TEXT PROVIDED:

The Venus Fly Trap of the Mineral Kingdom

Certain crystals have tiny levers inside them that when tripped, will capture and entomb atoms.

Aaron Celestian, Ph.D.
8 min readNov 7, 2018
Mesolite from Poona, India. The Deccan Traps area of India produces some of the finest zeolites on the planet.

The mineral kingdom is full of interesting and useful minerals that can mimic biological processes. Just as finding new disease cures from plants takes a lot of trial-and-error, walking down a trail and finding plants to eat, or using plants and minerals in art, minerals have amazing properties for advancing technology, solving socioeconomic issues, and even in pharmaceuticals. You don’t have to go to the far reaches of the Earth to find these unique minerals, however you do need to know a little bit about them, before we can get into the interesting parts.

RECORDED INFORMATION:

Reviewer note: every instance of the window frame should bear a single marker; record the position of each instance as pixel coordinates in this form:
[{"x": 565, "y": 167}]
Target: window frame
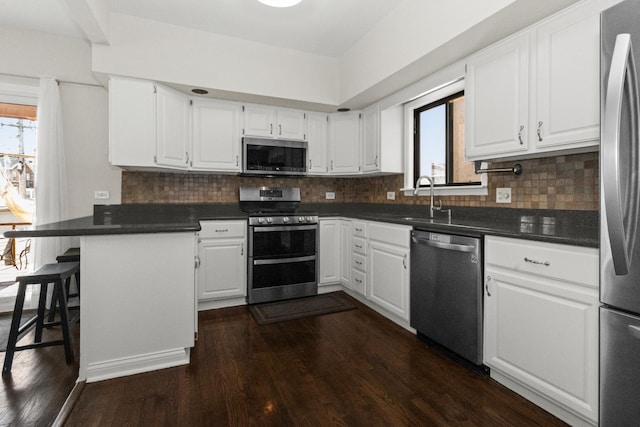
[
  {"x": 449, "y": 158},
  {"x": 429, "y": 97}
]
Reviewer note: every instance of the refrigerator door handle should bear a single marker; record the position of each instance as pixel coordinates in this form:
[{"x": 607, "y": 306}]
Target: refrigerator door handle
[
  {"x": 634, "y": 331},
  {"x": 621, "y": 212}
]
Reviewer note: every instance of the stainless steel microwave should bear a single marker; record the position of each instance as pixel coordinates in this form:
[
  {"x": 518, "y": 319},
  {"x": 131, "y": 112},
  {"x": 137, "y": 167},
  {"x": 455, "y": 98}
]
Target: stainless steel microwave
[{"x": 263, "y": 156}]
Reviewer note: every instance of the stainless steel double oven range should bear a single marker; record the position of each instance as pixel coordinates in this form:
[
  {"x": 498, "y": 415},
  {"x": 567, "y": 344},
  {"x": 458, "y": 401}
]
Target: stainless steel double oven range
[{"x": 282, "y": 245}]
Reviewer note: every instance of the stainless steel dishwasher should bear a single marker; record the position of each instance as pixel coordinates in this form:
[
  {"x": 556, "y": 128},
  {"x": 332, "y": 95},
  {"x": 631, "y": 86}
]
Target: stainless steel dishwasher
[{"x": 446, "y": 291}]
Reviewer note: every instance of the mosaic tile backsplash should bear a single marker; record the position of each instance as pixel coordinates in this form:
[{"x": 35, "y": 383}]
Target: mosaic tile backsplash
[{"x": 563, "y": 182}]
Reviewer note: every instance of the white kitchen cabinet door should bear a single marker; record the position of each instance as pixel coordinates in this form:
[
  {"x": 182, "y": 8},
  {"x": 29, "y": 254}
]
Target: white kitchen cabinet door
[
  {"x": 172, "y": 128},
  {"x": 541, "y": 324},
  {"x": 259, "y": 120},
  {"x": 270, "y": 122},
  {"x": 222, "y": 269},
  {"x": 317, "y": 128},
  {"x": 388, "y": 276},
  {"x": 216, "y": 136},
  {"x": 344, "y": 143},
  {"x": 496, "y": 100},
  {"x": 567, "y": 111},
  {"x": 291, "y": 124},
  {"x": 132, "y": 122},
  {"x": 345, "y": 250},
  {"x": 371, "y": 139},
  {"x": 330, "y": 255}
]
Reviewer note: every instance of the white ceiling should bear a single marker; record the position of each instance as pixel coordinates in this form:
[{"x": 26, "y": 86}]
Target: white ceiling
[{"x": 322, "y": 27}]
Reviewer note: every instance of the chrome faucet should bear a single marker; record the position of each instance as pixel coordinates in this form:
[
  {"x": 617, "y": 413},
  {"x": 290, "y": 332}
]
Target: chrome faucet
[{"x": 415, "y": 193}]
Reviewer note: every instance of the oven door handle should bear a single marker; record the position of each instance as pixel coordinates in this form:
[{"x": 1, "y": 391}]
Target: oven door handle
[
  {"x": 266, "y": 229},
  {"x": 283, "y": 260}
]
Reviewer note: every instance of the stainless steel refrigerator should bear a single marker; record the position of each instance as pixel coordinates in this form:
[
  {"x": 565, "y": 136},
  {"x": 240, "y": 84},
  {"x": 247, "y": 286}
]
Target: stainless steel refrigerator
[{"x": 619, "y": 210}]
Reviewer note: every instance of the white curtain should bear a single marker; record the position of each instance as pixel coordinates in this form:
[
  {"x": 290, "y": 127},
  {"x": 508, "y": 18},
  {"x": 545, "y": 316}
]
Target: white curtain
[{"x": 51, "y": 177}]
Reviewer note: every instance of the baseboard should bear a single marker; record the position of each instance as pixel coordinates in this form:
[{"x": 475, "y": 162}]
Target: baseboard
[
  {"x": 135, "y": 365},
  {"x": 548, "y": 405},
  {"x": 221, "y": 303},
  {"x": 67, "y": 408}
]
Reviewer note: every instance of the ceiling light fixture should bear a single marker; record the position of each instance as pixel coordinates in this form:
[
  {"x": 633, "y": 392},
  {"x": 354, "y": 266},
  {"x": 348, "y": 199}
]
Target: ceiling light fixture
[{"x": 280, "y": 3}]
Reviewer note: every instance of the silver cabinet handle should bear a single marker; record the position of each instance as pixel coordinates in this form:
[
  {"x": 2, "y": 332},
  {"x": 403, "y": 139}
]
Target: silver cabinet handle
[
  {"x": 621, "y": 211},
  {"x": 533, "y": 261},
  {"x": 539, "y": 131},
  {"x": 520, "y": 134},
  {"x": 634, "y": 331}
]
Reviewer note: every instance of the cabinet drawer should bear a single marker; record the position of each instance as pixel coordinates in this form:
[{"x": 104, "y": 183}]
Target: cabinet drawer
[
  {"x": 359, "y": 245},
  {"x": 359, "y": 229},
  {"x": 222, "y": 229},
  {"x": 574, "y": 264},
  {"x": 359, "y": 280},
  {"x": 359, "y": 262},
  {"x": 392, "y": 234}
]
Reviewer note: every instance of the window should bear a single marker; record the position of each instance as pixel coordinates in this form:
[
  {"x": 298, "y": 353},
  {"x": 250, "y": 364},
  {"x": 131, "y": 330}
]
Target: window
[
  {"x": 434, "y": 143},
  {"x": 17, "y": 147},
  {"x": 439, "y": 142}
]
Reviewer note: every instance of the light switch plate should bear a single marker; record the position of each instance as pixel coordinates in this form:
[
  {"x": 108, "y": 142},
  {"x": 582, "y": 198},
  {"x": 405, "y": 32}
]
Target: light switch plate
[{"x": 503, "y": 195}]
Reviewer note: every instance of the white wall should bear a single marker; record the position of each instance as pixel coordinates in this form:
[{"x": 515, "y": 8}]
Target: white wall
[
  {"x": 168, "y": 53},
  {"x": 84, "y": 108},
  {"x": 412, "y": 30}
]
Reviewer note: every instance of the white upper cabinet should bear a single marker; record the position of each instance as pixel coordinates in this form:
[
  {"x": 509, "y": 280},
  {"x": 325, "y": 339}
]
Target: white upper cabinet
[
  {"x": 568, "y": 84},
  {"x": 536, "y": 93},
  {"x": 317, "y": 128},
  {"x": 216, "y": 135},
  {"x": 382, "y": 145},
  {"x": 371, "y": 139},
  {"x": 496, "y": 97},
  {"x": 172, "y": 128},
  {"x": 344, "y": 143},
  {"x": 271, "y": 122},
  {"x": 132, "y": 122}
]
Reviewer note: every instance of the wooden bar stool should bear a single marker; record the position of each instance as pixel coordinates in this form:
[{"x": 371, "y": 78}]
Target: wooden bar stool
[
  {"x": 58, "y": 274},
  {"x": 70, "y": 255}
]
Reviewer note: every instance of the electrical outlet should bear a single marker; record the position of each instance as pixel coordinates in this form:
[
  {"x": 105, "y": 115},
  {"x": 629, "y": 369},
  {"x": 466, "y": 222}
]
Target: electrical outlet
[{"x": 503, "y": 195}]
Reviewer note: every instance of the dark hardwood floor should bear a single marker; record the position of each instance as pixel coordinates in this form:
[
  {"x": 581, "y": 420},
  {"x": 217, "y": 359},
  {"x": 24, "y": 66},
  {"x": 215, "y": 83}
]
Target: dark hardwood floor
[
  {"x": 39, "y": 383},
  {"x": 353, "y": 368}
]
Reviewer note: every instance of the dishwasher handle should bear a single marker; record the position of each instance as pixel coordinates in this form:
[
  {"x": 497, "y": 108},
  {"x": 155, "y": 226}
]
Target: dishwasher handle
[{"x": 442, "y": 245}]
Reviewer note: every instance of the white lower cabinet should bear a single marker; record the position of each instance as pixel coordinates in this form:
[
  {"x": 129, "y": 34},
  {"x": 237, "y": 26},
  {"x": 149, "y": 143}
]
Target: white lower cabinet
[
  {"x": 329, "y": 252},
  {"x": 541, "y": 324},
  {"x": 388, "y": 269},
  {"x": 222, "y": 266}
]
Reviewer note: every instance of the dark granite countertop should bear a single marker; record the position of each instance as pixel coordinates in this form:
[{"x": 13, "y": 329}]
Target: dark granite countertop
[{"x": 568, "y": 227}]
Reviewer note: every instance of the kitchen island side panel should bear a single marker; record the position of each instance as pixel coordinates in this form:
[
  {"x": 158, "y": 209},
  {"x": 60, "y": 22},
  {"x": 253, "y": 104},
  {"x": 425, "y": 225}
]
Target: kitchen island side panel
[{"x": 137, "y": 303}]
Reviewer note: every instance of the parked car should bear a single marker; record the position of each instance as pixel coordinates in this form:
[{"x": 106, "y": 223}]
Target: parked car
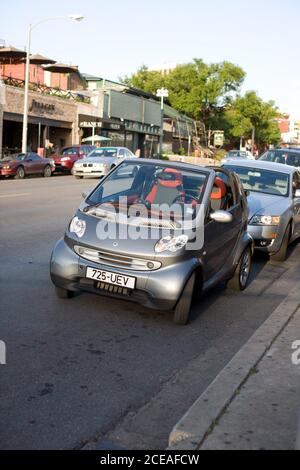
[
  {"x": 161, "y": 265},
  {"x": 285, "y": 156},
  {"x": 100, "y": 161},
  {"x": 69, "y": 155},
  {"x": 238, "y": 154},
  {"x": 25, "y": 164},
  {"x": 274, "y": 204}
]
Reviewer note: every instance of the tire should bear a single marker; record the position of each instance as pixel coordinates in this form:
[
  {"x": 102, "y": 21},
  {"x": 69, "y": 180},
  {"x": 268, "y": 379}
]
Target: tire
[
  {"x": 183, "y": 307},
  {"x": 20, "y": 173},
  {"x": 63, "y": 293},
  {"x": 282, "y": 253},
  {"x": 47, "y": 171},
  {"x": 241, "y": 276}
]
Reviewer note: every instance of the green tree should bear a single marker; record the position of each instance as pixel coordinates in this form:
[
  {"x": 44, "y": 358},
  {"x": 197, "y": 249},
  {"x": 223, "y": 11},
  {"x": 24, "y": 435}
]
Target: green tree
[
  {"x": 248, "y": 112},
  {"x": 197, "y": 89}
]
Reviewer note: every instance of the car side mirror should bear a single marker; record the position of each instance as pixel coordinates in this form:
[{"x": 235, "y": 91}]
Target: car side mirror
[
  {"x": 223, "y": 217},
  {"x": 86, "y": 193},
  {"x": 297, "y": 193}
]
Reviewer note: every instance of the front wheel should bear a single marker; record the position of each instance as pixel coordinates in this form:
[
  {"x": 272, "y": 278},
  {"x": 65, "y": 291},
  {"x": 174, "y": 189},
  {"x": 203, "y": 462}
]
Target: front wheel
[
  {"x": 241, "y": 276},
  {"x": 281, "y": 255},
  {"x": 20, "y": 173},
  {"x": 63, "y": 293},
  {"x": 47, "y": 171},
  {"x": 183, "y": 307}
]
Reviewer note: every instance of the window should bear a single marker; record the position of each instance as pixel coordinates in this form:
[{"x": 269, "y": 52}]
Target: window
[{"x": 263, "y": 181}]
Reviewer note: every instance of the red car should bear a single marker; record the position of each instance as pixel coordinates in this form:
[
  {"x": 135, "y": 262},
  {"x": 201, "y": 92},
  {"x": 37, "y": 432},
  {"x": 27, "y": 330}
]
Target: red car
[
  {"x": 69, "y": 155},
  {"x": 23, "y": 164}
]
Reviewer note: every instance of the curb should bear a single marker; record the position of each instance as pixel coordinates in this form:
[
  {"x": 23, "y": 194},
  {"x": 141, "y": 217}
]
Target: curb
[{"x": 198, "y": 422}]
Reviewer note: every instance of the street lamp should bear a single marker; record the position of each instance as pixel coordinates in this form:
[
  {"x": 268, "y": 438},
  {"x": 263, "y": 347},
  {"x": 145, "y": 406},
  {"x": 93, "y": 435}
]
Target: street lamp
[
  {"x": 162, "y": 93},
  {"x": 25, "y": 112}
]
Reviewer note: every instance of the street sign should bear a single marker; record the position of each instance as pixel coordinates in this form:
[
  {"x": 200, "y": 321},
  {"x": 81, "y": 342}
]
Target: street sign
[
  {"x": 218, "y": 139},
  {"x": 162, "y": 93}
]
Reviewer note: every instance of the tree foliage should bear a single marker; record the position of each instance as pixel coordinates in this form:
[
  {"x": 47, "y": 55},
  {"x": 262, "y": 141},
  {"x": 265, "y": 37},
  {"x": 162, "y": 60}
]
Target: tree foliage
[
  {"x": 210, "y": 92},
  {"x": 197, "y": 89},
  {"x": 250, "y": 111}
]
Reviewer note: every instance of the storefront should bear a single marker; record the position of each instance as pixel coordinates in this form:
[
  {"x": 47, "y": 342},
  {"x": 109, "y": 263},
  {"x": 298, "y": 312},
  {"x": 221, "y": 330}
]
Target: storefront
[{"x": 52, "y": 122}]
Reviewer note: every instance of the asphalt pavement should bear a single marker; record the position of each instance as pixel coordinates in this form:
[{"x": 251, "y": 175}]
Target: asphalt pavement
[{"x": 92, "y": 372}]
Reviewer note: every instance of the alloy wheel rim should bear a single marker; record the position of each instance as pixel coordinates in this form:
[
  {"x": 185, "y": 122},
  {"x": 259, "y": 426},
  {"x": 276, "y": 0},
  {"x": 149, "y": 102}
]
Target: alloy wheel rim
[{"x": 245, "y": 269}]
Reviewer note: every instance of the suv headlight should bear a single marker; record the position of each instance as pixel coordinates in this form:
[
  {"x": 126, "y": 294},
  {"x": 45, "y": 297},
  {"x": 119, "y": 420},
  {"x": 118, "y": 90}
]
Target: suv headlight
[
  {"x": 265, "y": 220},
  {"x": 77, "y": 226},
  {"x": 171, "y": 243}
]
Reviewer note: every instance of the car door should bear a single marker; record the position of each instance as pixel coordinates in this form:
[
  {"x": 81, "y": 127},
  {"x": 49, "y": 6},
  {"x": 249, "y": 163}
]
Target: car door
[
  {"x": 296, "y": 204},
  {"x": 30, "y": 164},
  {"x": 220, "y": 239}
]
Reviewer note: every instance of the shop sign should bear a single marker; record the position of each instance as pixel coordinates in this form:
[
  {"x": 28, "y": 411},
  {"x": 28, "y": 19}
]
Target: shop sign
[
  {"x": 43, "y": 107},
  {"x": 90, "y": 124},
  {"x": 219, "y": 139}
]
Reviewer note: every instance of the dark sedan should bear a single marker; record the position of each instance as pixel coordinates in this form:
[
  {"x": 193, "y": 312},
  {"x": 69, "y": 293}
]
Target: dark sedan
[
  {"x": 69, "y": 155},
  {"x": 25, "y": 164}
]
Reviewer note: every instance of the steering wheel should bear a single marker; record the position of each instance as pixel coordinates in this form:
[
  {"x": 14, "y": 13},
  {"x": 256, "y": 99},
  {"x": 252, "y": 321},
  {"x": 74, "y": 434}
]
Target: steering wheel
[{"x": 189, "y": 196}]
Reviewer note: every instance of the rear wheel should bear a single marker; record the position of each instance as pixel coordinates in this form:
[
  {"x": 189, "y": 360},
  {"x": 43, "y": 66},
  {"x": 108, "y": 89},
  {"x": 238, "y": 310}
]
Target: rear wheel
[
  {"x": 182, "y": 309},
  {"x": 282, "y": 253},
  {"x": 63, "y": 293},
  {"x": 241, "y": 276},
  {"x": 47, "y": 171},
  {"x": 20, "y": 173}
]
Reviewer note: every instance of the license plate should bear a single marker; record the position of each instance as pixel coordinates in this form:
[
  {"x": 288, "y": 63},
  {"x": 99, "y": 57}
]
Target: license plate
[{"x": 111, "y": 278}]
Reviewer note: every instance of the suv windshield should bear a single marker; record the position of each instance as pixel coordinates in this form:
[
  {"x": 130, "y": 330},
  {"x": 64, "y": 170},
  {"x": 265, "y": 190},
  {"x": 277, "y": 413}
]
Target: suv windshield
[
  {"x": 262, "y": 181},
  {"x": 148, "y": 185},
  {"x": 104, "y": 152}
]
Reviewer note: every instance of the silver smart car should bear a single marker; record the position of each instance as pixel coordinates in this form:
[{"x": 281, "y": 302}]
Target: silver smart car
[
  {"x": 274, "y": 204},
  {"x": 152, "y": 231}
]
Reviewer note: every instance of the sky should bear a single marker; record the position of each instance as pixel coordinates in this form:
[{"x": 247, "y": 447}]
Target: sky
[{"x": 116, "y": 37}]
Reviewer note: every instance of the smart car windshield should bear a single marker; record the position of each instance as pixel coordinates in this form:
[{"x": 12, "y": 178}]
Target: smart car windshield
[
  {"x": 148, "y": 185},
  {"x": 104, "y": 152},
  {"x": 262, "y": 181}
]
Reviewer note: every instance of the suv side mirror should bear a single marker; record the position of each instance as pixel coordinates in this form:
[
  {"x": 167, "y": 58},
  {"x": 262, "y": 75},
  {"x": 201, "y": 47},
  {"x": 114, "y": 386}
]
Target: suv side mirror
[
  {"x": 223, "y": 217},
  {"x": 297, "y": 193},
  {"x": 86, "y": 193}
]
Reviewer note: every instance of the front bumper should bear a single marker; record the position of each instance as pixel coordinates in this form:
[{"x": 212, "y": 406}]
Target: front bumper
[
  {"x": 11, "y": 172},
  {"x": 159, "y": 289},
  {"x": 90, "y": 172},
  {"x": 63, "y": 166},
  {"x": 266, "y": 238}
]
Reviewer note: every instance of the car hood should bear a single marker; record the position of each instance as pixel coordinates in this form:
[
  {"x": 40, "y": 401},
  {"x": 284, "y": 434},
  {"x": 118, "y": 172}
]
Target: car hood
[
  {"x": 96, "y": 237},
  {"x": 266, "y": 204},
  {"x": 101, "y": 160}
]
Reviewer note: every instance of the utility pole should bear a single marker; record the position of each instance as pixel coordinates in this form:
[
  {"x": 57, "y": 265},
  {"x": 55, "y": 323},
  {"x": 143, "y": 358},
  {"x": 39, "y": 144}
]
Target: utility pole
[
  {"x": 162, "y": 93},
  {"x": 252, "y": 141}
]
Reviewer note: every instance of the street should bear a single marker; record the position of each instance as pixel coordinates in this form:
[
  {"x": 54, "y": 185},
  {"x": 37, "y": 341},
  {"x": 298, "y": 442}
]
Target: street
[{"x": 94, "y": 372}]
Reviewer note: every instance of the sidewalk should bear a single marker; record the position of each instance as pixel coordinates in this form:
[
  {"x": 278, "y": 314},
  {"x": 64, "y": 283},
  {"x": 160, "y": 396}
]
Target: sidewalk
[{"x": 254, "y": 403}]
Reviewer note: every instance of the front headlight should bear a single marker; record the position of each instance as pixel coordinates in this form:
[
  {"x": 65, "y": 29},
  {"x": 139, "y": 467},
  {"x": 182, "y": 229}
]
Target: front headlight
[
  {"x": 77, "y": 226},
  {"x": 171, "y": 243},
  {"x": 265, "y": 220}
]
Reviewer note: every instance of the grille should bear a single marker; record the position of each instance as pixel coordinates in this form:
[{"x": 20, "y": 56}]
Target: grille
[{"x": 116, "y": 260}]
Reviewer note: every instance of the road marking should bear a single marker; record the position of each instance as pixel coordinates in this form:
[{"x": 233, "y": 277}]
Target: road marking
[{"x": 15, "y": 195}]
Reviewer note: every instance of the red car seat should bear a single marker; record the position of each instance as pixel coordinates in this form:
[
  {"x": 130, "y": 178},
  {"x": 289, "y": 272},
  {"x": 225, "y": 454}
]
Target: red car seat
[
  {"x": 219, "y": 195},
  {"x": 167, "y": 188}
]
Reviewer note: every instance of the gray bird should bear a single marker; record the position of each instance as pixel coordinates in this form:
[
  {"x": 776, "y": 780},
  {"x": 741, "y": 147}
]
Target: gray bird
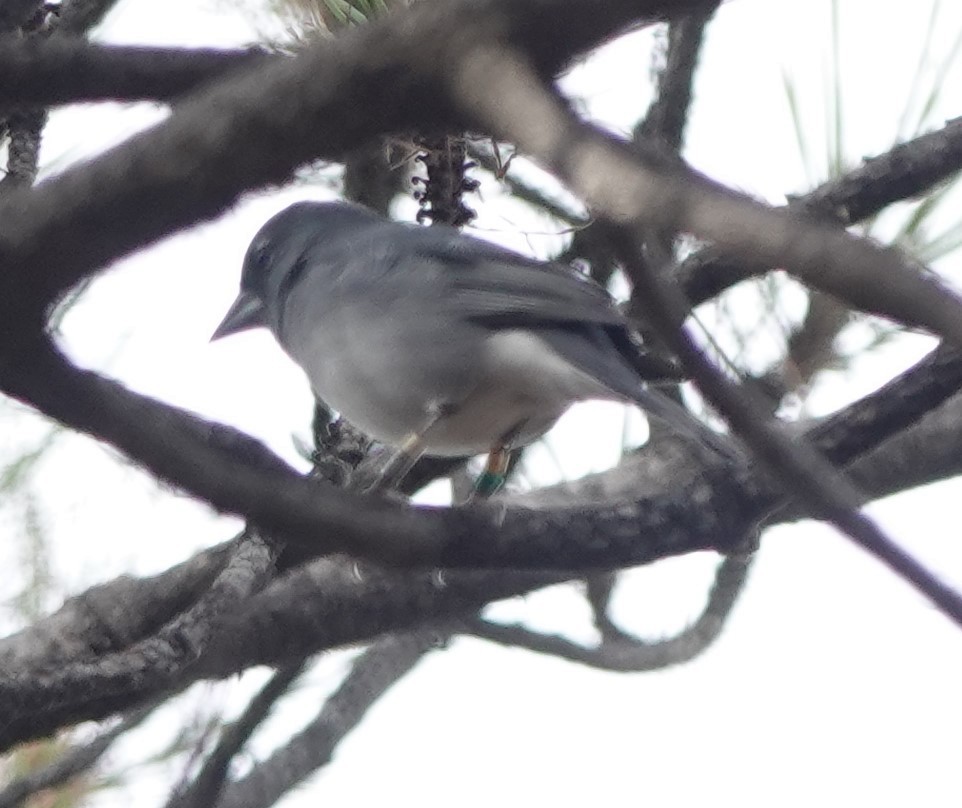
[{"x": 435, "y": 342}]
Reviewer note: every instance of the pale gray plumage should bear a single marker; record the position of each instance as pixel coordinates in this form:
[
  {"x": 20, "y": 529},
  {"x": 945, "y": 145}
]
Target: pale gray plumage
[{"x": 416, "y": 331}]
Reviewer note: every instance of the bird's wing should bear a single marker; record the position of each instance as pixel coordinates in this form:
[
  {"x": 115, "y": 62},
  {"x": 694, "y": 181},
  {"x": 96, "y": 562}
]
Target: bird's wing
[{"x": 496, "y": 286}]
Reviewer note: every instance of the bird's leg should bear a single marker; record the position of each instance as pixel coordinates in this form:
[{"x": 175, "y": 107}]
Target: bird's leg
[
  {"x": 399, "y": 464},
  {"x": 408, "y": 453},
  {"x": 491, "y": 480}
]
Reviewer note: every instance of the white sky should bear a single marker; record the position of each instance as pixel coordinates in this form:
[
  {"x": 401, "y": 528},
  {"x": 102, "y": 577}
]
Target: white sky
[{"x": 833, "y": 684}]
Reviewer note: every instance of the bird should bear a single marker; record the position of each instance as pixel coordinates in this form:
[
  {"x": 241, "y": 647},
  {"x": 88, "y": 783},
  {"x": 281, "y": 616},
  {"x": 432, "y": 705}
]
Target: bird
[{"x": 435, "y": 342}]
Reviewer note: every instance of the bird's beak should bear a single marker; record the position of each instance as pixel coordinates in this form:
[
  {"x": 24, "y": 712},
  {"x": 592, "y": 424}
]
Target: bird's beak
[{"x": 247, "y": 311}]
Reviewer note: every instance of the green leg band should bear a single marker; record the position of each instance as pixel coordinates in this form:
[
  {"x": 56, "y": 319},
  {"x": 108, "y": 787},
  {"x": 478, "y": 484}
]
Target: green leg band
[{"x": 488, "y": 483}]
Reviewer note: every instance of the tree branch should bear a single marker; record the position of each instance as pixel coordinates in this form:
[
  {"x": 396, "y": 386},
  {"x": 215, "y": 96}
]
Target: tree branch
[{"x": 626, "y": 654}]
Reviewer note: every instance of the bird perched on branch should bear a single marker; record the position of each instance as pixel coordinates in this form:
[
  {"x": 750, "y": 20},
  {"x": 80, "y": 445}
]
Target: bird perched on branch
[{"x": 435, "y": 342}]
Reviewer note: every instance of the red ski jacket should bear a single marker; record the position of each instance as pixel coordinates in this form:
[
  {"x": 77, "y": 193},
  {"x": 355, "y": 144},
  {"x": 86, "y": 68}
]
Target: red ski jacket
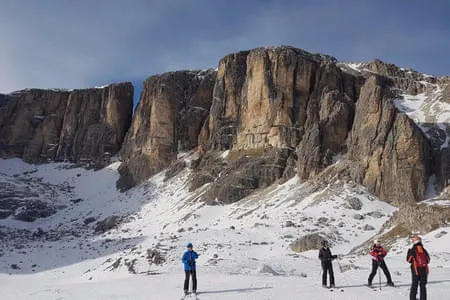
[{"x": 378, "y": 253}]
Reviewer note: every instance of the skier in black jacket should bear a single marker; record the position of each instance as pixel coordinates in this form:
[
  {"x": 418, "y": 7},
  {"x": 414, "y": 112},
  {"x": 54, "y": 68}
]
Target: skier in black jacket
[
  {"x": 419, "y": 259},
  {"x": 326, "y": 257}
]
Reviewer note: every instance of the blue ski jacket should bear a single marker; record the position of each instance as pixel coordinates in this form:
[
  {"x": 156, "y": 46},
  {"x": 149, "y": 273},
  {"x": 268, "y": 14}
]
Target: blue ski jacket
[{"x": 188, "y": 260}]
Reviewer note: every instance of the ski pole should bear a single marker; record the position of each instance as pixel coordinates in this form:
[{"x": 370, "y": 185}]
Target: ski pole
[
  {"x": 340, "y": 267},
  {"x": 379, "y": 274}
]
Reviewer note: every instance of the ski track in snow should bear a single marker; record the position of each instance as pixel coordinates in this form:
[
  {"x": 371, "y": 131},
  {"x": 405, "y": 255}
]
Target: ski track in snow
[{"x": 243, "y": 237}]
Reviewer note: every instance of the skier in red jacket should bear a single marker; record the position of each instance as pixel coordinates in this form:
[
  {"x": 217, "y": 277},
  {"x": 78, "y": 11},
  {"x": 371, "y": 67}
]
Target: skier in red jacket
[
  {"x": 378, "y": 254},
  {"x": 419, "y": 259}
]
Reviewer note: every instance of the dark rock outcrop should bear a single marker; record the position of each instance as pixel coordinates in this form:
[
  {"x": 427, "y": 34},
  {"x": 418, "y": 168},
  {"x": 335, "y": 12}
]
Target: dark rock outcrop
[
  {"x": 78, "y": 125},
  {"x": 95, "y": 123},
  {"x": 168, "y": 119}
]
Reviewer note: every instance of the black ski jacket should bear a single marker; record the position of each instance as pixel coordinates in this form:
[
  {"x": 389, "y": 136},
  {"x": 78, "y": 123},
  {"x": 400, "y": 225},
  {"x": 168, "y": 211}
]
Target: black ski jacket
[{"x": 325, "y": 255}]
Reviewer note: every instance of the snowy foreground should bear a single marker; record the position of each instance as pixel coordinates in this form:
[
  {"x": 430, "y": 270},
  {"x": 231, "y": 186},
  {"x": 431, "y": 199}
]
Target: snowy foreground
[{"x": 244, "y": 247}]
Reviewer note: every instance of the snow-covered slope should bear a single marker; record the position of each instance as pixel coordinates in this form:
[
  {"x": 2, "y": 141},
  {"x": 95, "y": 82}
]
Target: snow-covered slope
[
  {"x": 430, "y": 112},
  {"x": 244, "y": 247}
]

ACTIONS TO TAKE:
[A] Summarize the article on crystals that capture atoms in two sentences.
[B] Write the next part of the article on crystals that capture atoms, picking up after its last sentence.
The records are separate material, unconnected to the article on crystals that capture atoms.

EXERCISE RESULTS:
[A] Some crystals contain tiny levers that, when tripped, capture and entomb atoms, and the mineral kingdom is full of interesting, useful minerals that can mimic biological processes. Minerals have properties that can advance technology, help solve socioeconomic issues, and even serve in pharmaceuticals, and finding them does not require going to the far reaches of the Earth, though some background knowledge is needed first.

[B]
Minerals are classified into classes, and of all the classes, the microporous minerals are the most diverse (and most interesting IMHO). Basically, these porous minerals have micro-tunnels running through their atomic framework, resembling something like Swiss cheese. But these tunnels are not random, are rarely empty, and they are usually stuffed with water and common elements you’ll find on a periodic table.

The tunnel system in zorite. Tunnels are occupied by the green/white atoms and yellow/white atoms.

One group of microporous minerals is called zeolite, where the name comes from Greek: zeo (‘to boil’) and lithos (‘stone’). If you heat up a zeolite, the water will boil out of the rock. Plenty of YouTube videos show the reverse process where the zeolite rapidly absorbs water and releases heat. In addition to the water, the tunnels housemetals,which are required to balance out chemical formulae. These metals (like sodium, potassium, calcium, and magnesium) are exchangeable, and many times are extremely easy to swap, to the point where they do so spontaneously.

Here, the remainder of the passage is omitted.